_SUPPLIED PASSAGE_.
========================================================================

Lockie Leonard (2007–2010): Season 1, Episode 3 - Lockie Chickens Out - full transcript

Mum decides it's time Lockie learns about his changing body. Meanwhile, Lockie continues to be a target and nearly loses the only friend he has.

- 'Cause we like to look at it this way.

There's this door, yeah, and this door,

it can be opened, it can be closed.

- Or it can be halfway.

- Yeah, sure, open, close,
half way, that's right.

'Cause we've told Boof it
doesn't matter in his hands.

Boof, the door is always open.

There.

- Dad, where do babies come from?

- What am I doing here, what am I doing?

Playing Super Cars.



- Now as if life
isn't embarrassing enough,

someone, somewhere decided
it would be a good idea

to talk about this stuff.

- Sorry, Dad.

- Shut the door on your way out.

Winner 10.

'Cause this is just the
kind of parents we are.

There!

We don't care how embarrassing
it is for us, personally.

- Your rude bits, you know,
the birds and the bees.

- Yeah, what she said,
the birds and the bees,

the rude bits.

But we're gonna take it
on, we'll take it on.

- You know the stuff I mean.



Teenage health and tricky bits stuff.

Why, they're embarrassed.

We're embarrassed.

- I mean it's all about
communication, isn't it?

- Yes, yes, that's what it's about,

communication, spot on.

- Sorry guys, rather be surfing.

These waves are
unbelievable, this is huge.

The whole ocean has solved its face.

Even the fish are evacuating.

The best in the world have come here today

and the best in the world have failed

to measure up against this little guy.

========================================================================

(Region labeling entries)
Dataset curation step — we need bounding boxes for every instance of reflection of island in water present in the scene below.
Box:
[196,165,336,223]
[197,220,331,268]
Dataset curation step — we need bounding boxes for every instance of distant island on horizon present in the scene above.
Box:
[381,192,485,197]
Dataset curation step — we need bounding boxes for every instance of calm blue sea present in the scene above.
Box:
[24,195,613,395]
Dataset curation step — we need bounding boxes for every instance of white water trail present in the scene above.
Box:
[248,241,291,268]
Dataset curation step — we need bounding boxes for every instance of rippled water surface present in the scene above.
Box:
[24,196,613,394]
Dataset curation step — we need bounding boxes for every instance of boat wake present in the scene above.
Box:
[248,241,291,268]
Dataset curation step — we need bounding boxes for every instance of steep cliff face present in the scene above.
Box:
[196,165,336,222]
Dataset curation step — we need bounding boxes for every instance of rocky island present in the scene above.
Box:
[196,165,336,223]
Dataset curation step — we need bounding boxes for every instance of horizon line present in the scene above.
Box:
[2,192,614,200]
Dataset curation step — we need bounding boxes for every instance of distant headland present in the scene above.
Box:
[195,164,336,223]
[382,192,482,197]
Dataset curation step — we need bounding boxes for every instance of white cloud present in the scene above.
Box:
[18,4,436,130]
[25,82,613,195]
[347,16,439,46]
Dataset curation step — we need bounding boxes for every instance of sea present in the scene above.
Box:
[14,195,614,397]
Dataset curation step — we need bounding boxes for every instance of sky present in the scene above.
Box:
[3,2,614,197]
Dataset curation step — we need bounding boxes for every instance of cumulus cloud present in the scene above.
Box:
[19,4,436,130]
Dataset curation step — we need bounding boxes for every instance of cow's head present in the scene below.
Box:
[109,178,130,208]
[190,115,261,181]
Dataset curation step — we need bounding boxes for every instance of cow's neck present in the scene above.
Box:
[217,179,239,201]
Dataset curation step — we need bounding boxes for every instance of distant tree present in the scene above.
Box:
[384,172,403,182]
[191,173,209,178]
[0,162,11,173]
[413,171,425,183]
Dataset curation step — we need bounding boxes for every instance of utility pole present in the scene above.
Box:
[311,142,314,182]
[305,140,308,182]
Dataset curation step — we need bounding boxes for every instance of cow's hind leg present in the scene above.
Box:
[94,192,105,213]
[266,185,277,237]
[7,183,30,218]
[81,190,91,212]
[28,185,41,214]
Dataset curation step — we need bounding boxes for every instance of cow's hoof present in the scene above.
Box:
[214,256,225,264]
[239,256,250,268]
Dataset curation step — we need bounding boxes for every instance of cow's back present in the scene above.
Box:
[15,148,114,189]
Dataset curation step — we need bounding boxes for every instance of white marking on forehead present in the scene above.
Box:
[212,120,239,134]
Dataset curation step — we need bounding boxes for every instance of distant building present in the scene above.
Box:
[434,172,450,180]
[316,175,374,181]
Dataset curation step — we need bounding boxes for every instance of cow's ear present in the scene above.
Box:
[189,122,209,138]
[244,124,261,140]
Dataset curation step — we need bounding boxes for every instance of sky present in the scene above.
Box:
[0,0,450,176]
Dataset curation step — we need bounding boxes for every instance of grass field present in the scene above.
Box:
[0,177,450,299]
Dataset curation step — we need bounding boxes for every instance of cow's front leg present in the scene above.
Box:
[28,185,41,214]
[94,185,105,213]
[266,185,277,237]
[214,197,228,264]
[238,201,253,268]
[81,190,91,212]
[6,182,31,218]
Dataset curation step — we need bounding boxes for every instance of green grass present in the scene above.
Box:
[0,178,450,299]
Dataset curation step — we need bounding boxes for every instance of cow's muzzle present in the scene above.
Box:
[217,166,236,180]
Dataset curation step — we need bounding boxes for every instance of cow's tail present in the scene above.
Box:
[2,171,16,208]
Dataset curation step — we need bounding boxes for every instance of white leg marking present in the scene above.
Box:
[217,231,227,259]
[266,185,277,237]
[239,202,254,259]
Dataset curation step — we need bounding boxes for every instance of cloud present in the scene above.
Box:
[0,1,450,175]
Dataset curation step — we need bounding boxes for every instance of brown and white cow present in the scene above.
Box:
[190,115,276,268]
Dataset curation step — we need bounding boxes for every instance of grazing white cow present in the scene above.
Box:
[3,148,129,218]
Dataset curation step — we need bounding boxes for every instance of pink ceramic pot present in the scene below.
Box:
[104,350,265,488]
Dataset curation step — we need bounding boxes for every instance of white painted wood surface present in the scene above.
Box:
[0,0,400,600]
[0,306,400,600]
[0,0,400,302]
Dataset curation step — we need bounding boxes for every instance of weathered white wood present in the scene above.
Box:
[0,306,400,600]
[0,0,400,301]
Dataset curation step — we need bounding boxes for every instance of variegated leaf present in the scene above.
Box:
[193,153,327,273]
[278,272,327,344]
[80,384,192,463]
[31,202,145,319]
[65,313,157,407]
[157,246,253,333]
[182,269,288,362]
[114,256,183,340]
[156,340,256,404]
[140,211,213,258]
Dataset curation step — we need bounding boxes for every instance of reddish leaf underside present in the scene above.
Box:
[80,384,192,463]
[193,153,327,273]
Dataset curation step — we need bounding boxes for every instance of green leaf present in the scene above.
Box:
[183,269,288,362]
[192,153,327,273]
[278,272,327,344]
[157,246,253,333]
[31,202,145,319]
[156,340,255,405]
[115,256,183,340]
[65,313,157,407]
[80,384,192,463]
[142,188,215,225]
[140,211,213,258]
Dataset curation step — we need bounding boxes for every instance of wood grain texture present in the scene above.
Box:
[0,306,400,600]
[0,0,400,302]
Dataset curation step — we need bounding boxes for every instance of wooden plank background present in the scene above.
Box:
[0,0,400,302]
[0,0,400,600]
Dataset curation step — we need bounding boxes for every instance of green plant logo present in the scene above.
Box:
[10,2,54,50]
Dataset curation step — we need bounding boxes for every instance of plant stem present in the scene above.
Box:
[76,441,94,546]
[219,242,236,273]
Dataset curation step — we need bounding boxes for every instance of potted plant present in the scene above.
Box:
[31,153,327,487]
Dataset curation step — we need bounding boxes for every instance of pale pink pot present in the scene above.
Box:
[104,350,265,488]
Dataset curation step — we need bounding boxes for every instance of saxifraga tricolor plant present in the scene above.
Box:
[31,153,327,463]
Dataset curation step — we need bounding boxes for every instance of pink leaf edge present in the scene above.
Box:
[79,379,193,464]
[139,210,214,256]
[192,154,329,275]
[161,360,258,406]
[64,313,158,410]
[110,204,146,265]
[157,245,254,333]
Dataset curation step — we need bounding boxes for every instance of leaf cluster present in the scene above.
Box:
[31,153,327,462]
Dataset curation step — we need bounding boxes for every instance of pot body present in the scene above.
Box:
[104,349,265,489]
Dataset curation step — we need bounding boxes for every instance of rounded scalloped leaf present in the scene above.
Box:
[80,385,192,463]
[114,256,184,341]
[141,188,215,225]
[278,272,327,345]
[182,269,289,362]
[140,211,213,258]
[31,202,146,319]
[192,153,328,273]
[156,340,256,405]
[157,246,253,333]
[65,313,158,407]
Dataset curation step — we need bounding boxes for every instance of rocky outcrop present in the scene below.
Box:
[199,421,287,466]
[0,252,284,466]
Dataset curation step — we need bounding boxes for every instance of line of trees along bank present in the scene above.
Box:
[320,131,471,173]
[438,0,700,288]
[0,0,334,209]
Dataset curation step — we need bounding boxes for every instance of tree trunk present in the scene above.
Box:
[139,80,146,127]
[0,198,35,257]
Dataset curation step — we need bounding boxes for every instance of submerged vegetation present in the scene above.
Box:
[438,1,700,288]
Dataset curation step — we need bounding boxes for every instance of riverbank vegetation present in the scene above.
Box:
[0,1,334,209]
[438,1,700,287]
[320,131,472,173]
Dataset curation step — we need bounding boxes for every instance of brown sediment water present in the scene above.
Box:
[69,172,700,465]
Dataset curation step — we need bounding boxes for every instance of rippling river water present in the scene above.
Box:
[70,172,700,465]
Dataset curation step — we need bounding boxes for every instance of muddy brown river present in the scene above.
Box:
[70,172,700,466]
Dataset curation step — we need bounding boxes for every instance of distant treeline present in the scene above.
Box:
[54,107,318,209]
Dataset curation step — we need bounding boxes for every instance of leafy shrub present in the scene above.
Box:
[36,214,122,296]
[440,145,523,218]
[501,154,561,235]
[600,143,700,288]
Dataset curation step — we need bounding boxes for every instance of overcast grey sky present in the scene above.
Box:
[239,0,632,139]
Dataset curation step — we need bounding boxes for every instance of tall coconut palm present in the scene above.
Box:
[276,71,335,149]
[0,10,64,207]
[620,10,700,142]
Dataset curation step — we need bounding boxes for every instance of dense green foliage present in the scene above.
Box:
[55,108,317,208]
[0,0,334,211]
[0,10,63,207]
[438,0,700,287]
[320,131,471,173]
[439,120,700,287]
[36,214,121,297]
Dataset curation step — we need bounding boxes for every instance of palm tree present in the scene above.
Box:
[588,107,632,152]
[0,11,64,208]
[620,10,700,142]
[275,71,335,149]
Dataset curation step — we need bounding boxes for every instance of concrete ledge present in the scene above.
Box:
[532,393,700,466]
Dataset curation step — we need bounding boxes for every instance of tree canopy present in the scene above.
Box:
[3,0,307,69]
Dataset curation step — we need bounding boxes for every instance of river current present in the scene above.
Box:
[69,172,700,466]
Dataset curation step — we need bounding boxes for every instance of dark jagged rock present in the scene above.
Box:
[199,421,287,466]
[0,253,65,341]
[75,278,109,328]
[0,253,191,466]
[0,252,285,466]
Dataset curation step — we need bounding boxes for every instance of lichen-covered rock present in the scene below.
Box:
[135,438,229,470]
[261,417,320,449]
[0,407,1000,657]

========================================================================

_JOB A_. Return the entries' lines verbatim, beginning at the line that has "tail present in the scene above." and stopping after the line that has "[0,1,450,175]".
_JOB B_. Resume the Lockie Leonard episode transcript right after its last line.

_TASK RESPONSE A_.
Dataset curation step — we need bounding boxes for every instance of cow's tail present in the scene above.
Box:
[2,171,16,208]
Dataset curation step — we need bounding boxes for every instance of white leg marking present in the scene above.
Box:
[217,231,227,259]
[266,185,277,237]
[239,202,254,259]
Dataset curation step — we need bounding boxes for every instance of cloud present in the scene above.
Box:
[0,1,450,175]

_TASK RESPONSE B_.
- Lockie, it's time we
had a talk about teenage

health and your tricky bits.

- What?

- I said it's time we
talked about you know it.

- Mum, what are you doing?

- I am respecting your personal privacy.

- No, you're not.

- Lockie, take this little
green book, it's time.

- I don't want the little green book.

- You're going through puberty, Lockie,

take the book.

- Mum.

- Every boy and girl
- Mum!

- begins to feel their body change.

- Mum, can we leave puberty
alone for five minutes?

- He'd rather not talk about
puberty right now, Mum.

- Look this isn't exactly
easy for me, you know.

- What is puberty anyway?

- Phillip, don't start her up again.

- Lockie is embarrassed
by his changing body.

- No I'm not.

- Looks just the same to me.

- Phillip.

- Well you're supposed to be embarrassed,

that's the whole point.

Look, if you just read the book,

you'd know what you're supposed

to be embarrassed about.

- Well I'm not going to
read it in here, Mum.

And definitely not in front of Phillip.

- Philip, go and check on Blob.

She's probably eating something.

- It was the lounge last time I looked.

- I'll put it under your pillow.

Don't, for heaven's
sake, let Philip see it.

Mum.

- You're a legend, Mum.

You're the kind of parent most
kids would dream of having.

- Aw, Lockie.

Come here.
- No, Mum!

No, Mum, Mum, Mum!

And look at this, sports fans,

here's Lockie, so is this kid hot or what?

And yes here's his mum and she's got

the little green book.

Too much information.

Sorry, I'm not ready for this stuff.

Overload.

That's Cyril the sheep and my sister.

Don't ask.

- I've said to him.

Cyril, you're not a lamb anymore.

When are you going to stop this
paddock wedding every night?

- Week two at Angelus High.

According to American teen movies,

it's about now my classmates realise that

behind this noticed visage,

I'm actually a freakishly
talented basketball champion.

The trouble is, often the guys don't watch

many American teen movies.

- Get him!

- Bum.

- Are they still out there?

- Yep.
- Bum.

- The man said we were just standing there

with no intention of buying anything.

Said we were never to come back.

- Ever!

- Not a problem, Pierre,

we're gonna be dead anyway,
can you live with that?

- Bum.

- So, you two best friends or something?

I'll bet you play with
your Barbie dolls together.

- No, but you can borrow my sister's

if you're interested.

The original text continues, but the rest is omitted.